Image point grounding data
- Opening Delimiter -
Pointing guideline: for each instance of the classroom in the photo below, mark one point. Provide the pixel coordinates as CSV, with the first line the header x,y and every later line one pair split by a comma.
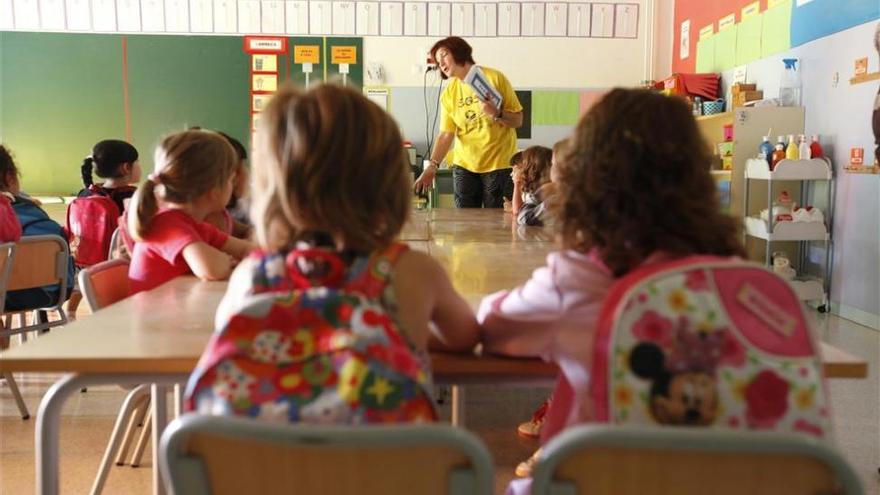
x,y
592,246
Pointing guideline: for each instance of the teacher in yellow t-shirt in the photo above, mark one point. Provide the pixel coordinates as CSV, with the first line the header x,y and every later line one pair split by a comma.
x,y
484,131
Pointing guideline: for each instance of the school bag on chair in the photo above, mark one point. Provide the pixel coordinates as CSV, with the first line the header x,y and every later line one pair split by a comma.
x,y
708,342
315,344
91,221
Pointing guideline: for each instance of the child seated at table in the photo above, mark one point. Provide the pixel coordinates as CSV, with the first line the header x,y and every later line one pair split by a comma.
x,y
193,177
631,193
31,220
330,320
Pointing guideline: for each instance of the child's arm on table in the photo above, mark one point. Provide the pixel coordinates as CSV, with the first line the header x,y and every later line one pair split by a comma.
x,y
425,295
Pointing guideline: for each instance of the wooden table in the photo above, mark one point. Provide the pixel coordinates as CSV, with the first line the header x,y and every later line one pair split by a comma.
x,y
157,336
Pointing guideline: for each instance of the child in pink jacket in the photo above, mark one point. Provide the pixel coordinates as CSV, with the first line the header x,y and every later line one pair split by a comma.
x,y
631,191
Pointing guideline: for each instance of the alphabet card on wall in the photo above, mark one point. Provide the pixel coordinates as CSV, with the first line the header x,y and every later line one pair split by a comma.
x,y
26,14
296,17
439,21
344,18
391,17
626,21
602,21
462,19
579,20
508,19
415,18
201,14
532,19
272,16
104,15
225,16
52,14
320,18
485,19
556,19
367,18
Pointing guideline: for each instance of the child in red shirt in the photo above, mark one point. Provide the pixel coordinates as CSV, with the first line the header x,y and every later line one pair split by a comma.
x,y
193,177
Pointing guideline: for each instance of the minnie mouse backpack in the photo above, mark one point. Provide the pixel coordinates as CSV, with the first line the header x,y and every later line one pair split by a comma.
x,y
708,342
315,344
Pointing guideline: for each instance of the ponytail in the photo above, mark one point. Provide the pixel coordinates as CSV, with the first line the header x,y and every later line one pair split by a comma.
x,y
141,210
86,171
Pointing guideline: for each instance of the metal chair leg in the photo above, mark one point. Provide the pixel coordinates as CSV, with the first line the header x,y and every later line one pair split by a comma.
x,y
22,408
137,420
125,417
142,441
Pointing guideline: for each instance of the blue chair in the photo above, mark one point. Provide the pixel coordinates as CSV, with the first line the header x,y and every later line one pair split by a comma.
x,y
230,455
602,459
7,256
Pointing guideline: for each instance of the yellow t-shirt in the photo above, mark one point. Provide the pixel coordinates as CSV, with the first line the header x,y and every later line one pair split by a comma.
x,y
480,144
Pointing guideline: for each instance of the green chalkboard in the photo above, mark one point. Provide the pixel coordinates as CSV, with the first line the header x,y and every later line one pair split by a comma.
x,y
59,95
176,82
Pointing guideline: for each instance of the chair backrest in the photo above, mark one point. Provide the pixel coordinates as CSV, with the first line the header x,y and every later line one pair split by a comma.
x,y
105,283
604,459
40,260
7,256
233,455
114,244
708,342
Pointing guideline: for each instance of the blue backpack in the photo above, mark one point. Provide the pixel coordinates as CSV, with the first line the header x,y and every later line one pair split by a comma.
x,y
35,221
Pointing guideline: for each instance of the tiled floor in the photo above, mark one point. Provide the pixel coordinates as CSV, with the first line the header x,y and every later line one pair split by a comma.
x,y
491,412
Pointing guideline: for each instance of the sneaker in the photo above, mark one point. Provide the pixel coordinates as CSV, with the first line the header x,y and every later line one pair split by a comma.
x,y
532,427
525,468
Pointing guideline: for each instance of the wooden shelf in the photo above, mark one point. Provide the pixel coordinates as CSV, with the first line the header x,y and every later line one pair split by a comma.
x,y
720,116
864,78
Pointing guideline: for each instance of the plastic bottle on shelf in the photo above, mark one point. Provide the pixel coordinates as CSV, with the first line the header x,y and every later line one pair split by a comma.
x,y
790,84
816,148
791,151
778,154
765,150
804,148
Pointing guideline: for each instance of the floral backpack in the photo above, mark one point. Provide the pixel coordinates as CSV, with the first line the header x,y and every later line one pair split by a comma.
x,y
710,342
315,344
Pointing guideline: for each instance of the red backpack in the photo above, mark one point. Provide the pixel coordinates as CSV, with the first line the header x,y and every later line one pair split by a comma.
x,y
91,221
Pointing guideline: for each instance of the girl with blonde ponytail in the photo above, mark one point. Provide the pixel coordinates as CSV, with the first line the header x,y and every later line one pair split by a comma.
x,y
193,177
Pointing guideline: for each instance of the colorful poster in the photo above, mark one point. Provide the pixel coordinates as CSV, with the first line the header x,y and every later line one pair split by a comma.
x,y
343,55
707,31
684,46
776,29
264,63
307,54
706,55
726,22
750,10
748,40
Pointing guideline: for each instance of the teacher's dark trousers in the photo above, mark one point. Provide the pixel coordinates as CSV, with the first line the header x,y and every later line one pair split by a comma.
x,y
487,190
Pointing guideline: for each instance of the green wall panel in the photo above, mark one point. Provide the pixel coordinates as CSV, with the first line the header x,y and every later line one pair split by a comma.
x,y
59,95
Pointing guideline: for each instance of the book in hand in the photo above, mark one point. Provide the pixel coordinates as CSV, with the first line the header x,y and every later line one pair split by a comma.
x,y
476,78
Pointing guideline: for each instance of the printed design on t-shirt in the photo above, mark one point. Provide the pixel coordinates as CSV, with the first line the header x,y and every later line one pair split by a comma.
x,y
469,107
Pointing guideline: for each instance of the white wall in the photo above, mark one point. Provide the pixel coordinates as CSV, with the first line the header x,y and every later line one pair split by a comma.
x,y
841,114
527,62
664,15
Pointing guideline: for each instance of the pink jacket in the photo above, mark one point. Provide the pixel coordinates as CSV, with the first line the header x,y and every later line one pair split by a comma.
x,y
10,228
553,316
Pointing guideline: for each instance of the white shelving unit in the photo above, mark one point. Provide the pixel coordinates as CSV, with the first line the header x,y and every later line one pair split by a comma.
x,y
802,171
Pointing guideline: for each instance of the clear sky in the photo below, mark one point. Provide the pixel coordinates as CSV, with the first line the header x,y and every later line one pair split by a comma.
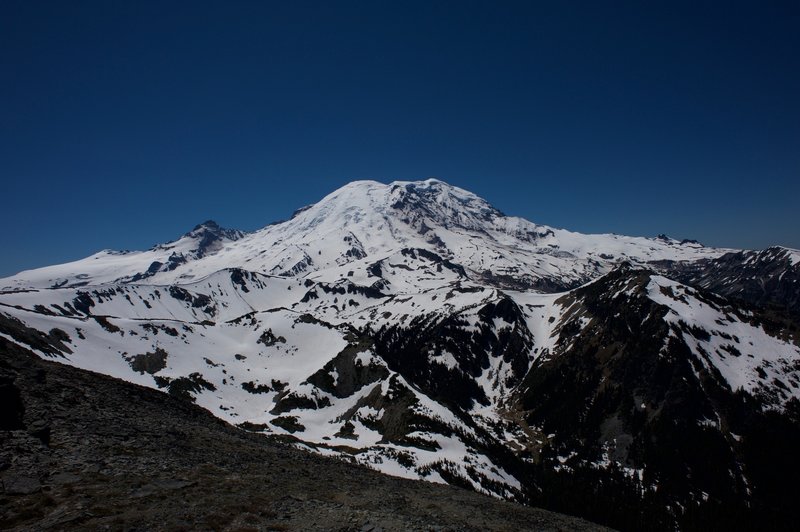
x,y
124,124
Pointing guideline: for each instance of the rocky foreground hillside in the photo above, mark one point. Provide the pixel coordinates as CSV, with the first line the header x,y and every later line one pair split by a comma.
x,y
640,383
84,451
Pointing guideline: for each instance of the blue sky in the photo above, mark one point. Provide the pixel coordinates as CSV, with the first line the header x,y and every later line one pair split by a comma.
x,y
125,124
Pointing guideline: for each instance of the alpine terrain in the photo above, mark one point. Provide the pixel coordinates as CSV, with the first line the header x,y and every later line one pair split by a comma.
x,y
641,383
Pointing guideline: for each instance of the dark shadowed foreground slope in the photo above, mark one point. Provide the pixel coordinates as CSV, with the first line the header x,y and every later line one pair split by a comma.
x,y
82,450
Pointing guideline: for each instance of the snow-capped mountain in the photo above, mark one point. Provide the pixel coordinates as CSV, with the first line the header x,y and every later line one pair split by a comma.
x,y
415,328
365,222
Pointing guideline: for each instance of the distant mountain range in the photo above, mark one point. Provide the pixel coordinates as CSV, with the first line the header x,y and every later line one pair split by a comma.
x,y
637,382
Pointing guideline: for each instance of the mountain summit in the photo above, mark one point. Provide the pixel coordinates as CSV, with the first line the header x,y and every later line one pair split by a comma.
x,y
414,328
366,221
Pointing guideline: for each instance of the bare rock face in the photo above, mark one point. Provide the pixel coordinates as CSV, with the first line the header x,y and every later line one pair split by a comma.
x,y
120,456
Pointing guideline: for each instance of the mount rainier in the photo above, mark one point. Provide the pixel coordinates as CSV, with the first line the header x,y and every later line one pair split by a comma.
x,y
413,327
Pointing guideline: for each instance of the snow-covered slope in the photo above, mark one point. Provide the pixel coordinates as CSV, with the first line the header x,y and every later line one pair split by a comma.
x,y
415,328
366,221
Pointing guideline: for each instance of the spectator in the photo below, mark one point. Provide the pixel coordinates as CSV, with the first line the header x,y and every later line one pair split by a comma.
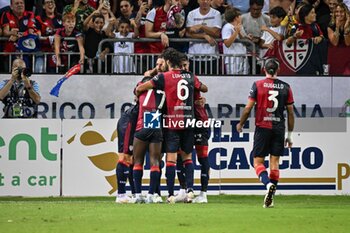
x,y
16,23
20,95
95,3
204,23
347,3
126,10
64,43
323,16
123,61
48,23
253,22
285,4
156,26
241,5
291,18
309,31
332,4
81,9
4,6
218,5
93,26
61,4
176,27
339,31
110,21
231,31
275,32
307,28
142,47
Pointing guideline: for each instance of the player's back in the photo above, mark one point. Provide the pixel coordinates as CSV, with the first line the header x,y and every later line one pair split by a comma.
x,y
178,86
149,102
271,96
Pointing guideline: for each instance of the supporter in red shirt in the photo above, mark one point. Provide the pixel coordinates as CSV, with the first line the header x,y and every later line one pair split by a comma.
x,y
47,23
307,28
156,26
66,45
16,23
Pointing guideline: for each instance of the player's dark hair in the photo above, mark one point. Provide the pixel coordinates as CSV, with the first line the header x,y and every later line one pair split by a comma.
x,y
257,2
173,56
278,11
146,78
271,65
124,20
94,17
183,57
304,11
231,14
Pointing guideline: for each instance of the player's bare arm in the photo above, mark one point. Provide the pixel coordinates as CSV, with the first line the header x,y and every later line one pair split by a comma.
x,y
143,87
245,115
290,116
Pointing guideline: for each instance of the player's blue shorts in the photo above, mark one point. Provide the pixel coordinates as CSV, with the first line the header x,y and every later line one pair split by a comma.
x,y
201,136
268,142
149,135
176,139
126,129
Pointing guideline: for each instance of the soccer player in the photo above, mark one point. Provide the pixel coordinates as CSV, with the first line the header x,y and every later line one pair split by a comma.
x,y
148,138
271,96
201,137
126,128
178,86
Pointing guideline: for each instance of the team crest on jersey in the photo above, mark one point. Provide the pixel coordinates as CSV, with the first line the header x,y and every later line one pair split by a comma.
x,y
295,56
151,120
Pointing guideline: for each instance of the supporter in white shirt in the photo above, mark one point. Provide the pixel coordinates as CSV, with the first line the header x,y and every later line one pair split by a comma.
x,y
123,59
274,32
204,23
230,32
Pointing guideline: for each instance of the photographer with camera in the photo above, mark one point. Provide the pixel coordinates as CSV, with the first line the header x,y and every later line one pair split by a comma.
x,y
20,95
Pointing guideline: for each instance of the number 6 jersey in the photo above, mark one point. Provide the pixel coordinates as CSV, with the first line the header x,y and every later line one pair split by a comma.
x,y
178,86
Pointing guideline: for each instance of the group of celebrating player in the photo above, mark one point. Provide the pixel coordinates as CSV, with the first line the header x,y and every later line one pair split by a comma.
x,y
171,94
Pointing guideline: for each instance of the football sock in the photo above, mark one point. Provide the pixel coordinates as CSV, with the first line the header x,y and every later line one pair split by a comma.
x,y
170,176
204,162
274,176
158,189
122,172
189,172
262,174
138,172
154,179
180,171
131,178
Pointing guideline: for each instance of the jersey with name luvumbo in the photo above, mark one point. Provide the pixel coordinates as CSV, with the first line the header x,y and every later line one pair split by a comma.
x,y
179,86
271,97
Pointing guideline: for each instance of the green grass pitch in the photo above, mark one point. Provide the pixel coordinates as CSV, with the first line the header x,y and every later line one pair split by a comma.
x,y
223,213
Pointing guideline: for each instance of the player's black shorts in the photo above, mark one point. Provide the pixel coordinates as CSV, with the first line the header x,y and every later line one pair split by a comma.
x,y
176,139
268,142
149,135
126,129
201,136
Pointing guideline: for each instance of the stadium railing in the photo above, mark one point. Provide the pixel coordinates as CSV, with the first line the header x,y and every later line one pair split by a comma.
x,y
149,59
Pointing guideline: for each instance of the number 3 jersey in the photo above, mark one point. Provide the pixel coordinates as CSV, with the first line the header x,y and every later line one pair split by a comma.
x,y
179,87
271,97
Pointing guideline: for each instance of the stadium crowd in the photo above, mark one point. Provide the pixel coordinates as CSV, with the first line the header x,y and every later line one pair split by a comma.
x,y
232,32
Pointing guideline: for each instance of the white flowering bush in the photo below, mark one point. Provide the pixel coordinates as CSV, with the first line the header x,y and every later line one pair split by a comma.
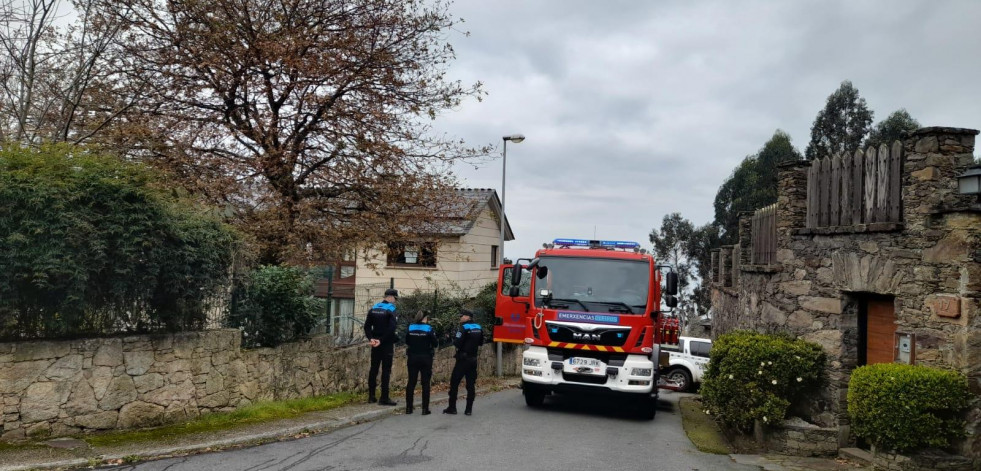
x,y
756,376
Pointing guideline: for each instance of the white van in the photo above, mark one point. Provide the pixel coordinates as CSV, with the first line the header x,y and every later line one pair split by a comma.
x,y
687,362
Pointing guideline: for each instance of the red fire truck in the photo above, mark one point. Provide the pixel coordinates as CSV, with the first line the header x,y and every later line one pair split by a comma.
x,y
590,314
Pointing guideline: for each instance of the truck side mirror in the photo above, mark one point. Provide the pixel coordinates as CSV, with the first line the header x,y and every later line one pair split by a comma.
x,y
515,276
672,283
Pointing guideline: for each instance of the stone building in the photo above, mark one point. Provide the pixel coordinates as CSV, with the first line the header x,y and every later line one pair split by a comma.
x,y
903,287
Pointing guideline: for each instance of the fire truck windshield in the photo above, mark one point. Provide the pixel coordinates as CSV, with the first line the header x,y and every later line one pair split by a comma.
x,y
594,284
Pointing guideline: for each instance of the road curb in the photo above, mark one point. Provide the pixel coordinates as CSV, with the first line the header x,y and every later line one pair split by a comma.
x,y
285,434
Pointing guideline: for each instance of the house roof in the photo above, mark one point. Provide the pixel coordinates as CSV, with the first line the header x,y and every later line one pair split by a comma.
x,y
460,220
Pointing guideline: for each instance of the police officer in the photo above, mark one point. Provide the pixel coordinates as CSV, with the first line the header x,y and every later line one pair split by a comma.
x,y
379,328
468,340
421,342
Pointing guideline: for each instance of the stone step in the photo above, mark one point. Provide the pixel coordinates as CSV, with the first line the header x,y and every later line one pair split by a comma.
x,y
855,454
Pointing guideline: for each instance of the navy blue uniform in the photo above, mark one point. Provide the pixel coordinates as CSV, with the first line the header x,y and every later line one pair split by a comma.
x,y
467,342
421,342
380,324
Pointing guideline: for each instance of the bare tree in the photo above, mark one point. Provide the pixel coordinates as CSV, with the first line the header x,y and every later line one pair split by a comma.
x,y
309,119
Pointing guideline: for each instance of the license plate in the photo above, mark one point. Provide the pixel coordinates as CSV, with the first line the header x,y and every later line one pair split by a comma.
x,y
576,361
585,366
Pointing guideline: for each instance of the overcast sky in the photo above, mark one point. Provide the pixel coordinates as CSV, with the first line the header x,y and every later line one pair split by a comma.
x,y
636,109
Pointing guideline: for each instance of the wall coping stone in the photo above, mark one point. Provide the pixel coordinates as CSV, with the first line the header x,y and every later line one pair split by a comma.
x,y
856,229
943,130
761,268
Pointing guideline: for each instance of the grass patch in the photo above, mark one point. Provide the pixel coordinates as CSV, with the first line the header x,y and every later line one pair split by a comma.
x,y
256,413
701,429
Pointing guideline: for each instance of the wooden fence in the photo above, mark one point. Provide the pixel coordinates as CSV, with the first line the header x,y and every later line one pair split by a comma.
x,y
764,232
863,188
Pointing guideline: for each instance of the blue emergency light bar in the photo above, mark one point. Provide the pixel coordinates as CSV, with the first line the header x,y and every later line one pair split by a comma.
x,y
619,244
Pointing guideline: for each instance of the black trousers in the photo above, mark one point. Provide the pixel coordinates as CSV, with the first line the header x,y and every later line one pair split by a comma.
x,y
380,356
465,367
419,365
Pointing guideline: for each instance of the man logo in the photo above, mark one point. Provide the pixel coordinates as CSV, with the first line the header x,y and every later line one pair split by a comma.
x,y
584,336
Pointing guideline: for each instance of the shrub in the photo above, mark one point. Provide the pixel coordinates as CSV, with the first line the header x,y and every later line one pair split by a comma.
x,y
444,308
274,305
902,407
93,245
756,376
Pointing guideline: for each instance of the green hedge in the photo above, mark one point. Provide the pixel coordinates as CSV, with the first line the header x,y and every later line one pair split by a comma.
x,y
274,305
91,245
903,407
754,376
444,308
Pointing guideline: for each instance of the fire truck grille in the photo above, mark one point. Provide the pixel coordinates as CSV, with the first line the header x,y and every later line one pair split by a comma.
x,y
588,379
612,336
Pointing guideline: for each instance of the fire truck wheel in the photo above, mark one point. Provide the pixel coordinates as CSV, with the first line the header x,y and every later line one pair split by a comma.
x,y
534,397
681,377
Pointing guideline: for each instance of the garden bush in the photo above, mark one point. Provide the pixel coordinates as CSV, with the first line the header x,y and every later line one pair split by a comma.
x,y
93,245
444,308
902,407
274,305
753,376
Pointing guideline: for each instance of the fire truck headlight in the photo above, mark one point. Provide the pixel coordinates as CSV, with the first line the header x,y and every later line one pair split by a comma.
x,y
641,371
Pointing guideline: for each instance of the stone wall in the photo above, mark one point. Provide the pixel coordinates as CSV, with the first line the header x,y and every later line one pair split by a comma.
x,y
795,437
928,265
69,387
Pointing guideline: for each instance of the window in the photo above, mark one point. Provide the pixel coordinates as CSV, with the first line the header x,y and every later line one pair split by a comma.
x,y
524,287
412,254
341,318
700,349
595,284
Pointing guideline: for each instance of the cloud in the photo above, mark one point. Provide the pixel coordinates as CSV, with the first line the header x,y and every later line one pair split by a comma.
x,y
633,110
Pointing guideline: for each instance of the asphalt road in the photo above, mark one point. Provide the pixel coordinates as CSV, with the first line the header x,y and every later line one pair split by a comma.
x,y
503,434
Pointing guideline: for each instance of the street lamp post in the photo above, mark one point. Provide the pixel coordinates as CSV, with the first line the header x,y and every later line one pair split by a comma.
x,y
515,138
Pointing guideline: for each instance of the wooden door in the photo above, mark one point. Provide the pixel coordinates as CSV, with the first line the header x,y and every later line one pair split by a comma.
x,y
881,331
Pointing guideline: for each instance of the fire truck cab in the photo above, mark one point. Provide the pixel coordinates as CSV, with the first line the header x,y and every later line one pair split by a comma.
x,y
590,314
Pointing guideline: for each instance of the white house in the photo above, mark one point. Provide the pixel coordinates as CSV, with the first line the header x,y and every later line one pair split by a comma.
x,y
460,257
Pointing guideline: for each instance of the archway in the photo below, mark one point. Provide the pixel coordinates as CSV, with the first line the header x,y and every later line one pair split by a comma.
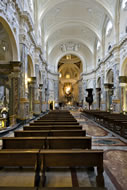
x,y
98,92
8,77
30,84
123,84
69,68
109,89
- Closing Delimiter -
• What to produce
Please output, exactly and with no pictures, only the lines from the one containing "Pointing guideline: for each instance of the street" through the final line of the records above.

• Response below
Pointing guideline: for each instance of the street lamp post in the photo above, mark one point. Provide the pixel coordinates as CSV, with the first line the header x,y and every later line one pair split by a comma.
x,y
515,138
Pointing guideline: for each instance of the wooden door in the photo above, mark one point. Provide the pixel coordinates as CSV, with the first line the header x,y and every later line one pair split by a comma.
x,y
881,331
Pointing guideline: for each instance of the fire truck cab in the photo above, mark one point. Provide the pixel coordinates as CSV, with the first line the header x,y and every later line one pair split by a comma.
x,y
590,314
Pointing guideline: for each instance of the white house in the photo above, mark one point. Provide the pixel coordinates as CSV, with the first line the header x,y and every later line one pair split by a comma.
x,y
460,257
Pointing guideline: for each instance of the archway in the photo below, mark one point. Provide the pixel coordinates as CSV, with the first line the header x,y and every later line one pair split by a comma.
x,y
98,92
8,77
30,84
123,84
69,68
109,89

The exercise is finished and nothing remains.